La sordide affaire du dépanneur Saint-Jacques

Un dépanneur est un commerce ouvert et rassembleur qui, par définition, rayonne au coeur de sa communauté.

Mais s’il arrive que son propriétaire est un être pervers, délinquant et dépravé, c’est toute la communauté qui peut souffrir de sa présence.

L’histoire du dépanneur Saint-Jacques est venu illustrer jusqu’à quel point celle-ci peut devenir traumatisante et marquer au fer rouge l’histoire de toute une collectivité.

Église de Saint-Jacques-de-Montcalm, à deux pas du dépanneur Saint-Jacques. Crédit photo: Par Geai bleu — Travail personnel, CC BY 3.0
Un village sans histoire

Le petit village de Saint-Jacques-de-Montcalm, dans Lanaudière, est un oasis de paix et de tranquillité.  Fondé en 1770 par un groupe d’exilés acadiens venant de la Nouvelle-Angleterre et accueillis par prêtres de Saint-Sulpice, il compte 4000 habitants. Comme la plupart des villages québécois, il trouve en son coeur une magnifique église, l’église de Saint-Jacques, érigée en 1918.

La communauté a longtemps vécu de la culture du fameux tabac jaune lancée au 19e siècle. Jusqu’en 2004, une soixantaine de tabaculteurs faisaient fortune dans la région. Grâce à sa terre sablonneuse, la région, surnommée le pays du tabac, était célèbre pour sa culture, véritable fierté. Le déclin fut rapide. En 2003, Rothmans a annoncé qu’elle cesserait de s’approvisionner au Québec. JTI Macdonald lui a emboîté le pas l’année suivante tandis qu’Imperial Tobacco réduisait ses commandes du tiers avant de rapidement y mettre fin.

### Enregistrements
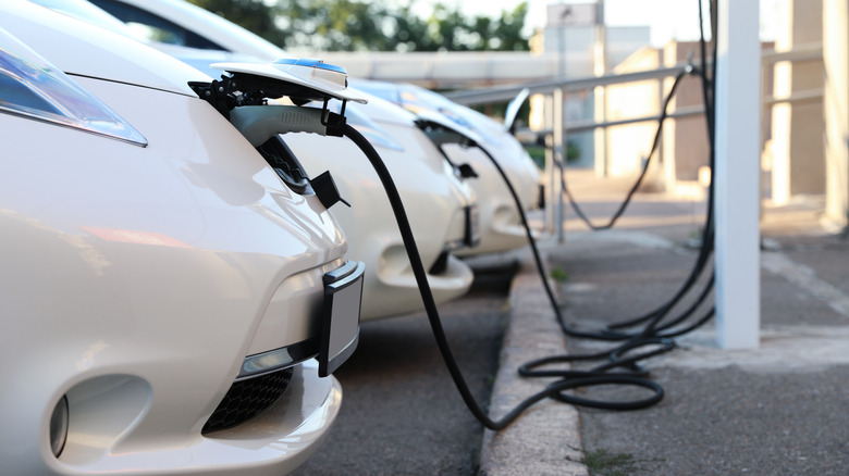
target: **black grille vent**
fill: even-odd
[[[201,434],[241,425],[271,406],[288,388],[293,368],[233,383]]]

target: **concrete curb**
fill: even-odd
[[[521,364],[563,354],[566,348],[530,250],[521,254],[521,268],[513,279],[509,305],[490,402],[493,419],[544,388],[543,379],[528,380],[518,375]],[[581,456],[577,409],[543,400],[507,428],[499,433],[484,430],[478,474],[587,476],[587,466],[579,463]]]

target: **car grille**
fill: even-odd
[[[293,372],[288,367],[233,383],[200,433],[233,428],[257,416],[286,391]]]

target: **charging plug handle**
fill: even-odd
[[[342,136],[345,117],[328,110],[297,105],[239,105],[230,111],[230,122],[259,147],[278,134],[312,133]]]

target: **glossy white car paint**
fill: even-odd
[[[356,88],[379,96],[417,114],[442,114],[462,129],[475,133],[479,143],[504,170],[519,196],[522,208],[534,210],[540,203],[540,172],[528,152],[503,125],[472,109],[452,102],[428,89],[407,84],[365,79],[352,80]],[[458,145],[443,147],[455,164],[468,163],[478,174],[470,179],[480,203],[481,239],[472,249],[458,250],[457,255],[473,255],[508,251],[528,242],[527,233],[516,210],[516,203],[492,161],[480,149]]]
[[[199,35],[210,41],[217,42],[221,48],[230,53],[242,53],[253,55],[262,61],[274,61],[278,58],[285,57],[285,52],[268,42],[261,37],[247,32],[236,25],[230,24],[223,18],[206,10],[187,4],[183,0],[91,0],[94,3],[107,7],[107,4],[120,3],[133,5],[135,8],[153,13],[162,18],[179,25],[185,30]],[[224,26],[222,23],[226,23]],[[164,46],[164,48],[173,48]],[[180,57],[177,57],[180,58]],[[193,61],[190,55],[186,61]],[[193,63],[197,64],[197,62]],[[367,82],[355,80],[352,78],[352,85],[368,86]],[[399,86],[406,88],[406,86]],[[430,104],[429,108],[445,112],[443,104],[433,102],[433,97],[419,92],[418,108],[410,108],[409,101],[402,101],[397,92],[384,93],[381,88],[369,88],[368,92],[387,99],[391,102],[399,104],[413,112],[419,110],[422,105]],[[430,92],[430,91],[428,91]],[[432,93],[431,95],[435,95]],[[526,210],[536,209],[540,201],[540,174],[533,161],[528,153],[504,127],[491,118],[479,114],[471,109],[448,101],[446,98],[436,95],[443,101],[456,107],[457,111],[475,125],[473,129],[481,133],[485,139],[485,147],[492,153],[502,168],[509,176],[514,188],[519,193],[519,198]],[[439,101],[441,102],[441,101]],[[453,115],[456,116],[456,115]],[[521,225],[521,221],[513,197],[504,185],[503,179],[495,167],[480,150],[463,149],[454,146],[446,146],[445,152],[457,164],[468,163],[472,165],[479,177],[471,179],[470,186],[473,189],[479,208],[479,236],[480,241],[473,248],[458,249],[455,255],[472,255],[492,252],[508,251],[520,248],[527,243],[527,236]],[[365,316],[365,315],[364,315]]]
[[[380,98],[365,96],[368,104],[347,105],[348,121],[370,139],[385,162],[410,218],[424,268],[431,270],[443,252],[467,248],[466,210],[476,203],[473,192],[457,180],[430,139],[416,127],[411,114]],[[366,275],[361,318],[422,309],[389,199],[364,153],[346,138],[290,134],[284,141],[310,176],[330,170],[342,198],[352,204],[347,208],[340,203],[331,211],[345,230],[348,256],[376,264]],[[428,273],[438,303],[465,295],[472,279],[468,265],[451,254],[443,270]]]
[[[315,360],[255,418],[201,428],[246,356],[320,334],[321,277],[346,261],[334,220],[185,86],[205,75],[26,2],[0,3],[0,28],[147,141],[0,112],[0,472],[291,472],[341,404]]]
[[[103,5],[99,1],[94,3]],[[253,55],[261,62],[286,57],[283,50],[264,39],[186,2],[121,0],[115,3],[132,5],[167,18],[219,43],[226,49],[226,54]],[[221,54],[220,50],[194,50],[193,53],[185,46],[161,43],[157,48],[217,76],[217,70],[202,68],[202,58],[208,54],[207,58],[214,61]],[[348,111],[359,111],[359,116],[365,118],[352,124],[361,133],[371,129],[378,135],[387,136],[401,147],[386,147],[385,142],[372,140],[393,174],[413,222],[422,262],[427,270],[431,270],[443,252],[466,252],[468,246],[458,246],[465,234],[466,209],[482,205],[476,204],[472,188],[457,180],[454,171],[446,167],[441,152],[418,130],[414,123],[415,116],[387,101],[371,98],[373,100],[370,104],[348,104]],[[378,124],[365,124],[368,117]],[[367,134],[367,137],[372,139],[374,135]],[[368,270],[361,318],[389,317],[423,309],[385,192],[361,151],[344,138],[298,134],[285,135],[284,140],[295,151],[310,177],[329,170],[342,197],[354,204],[352,209],[337,204],[331,212],[345,230],[349,242],[348,255],[365,262]],[[476,218],[479,225],[482,218],[479,215]],[[465,295],[471,286],[473,274],[466,263],[450,255],[447,264],[428,277],[439,303]]]

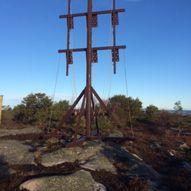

### Exercices
(a) Indiquez si chacun des énoncés suivants concorde avec le texte sur Saint-Jacques-de-Montcalm. Répondez par oui ou par non et citez tels quels les mots du texte qui tranchent : (i) Le village a été fondé en 1770 par des exilés acadiens. (ii) L'église de Saint-Jacques a été érigée en 1870. (iii) Rothmans a annoncé en 2004 qu'elle cesserait de s'approvisionner au Québec.
(b) Citez le passage du texte sur Saint-Jacques-de-Montcalm qui va de « Mais s’il arrive » jusqu'à « toute une collectivité. » inclusivement.
Les enregistrements n'ont aucun lien avec le texte sur Saint-Jacques-de-Montcalm.

### Réponses par exercice
(a)
(i) Oui : « Fondé en 1770 par un groupe d’exilés acadiens venant de la Nouvelle-Angleterre »
(ii) Non : « l’église de Saint-Jacques, érigée en 1918 »
(iii) Non : « En 2003, Rothmans a annoncé qu’elle cesserait de s’approvisionner au Québec. »

(b)
Mais s’il arrive que son propriétaire est un être pervers, délinquant et dépravé, c’est toute la communauté qui peut souffrir de sa présence.

L’histoire du dépanneur Saint-Jacques est venu illustrer jusqu’à quel point celle-ci peut devenir traumatisante et marquer au fer rouge l’histoire de toute une collectivité.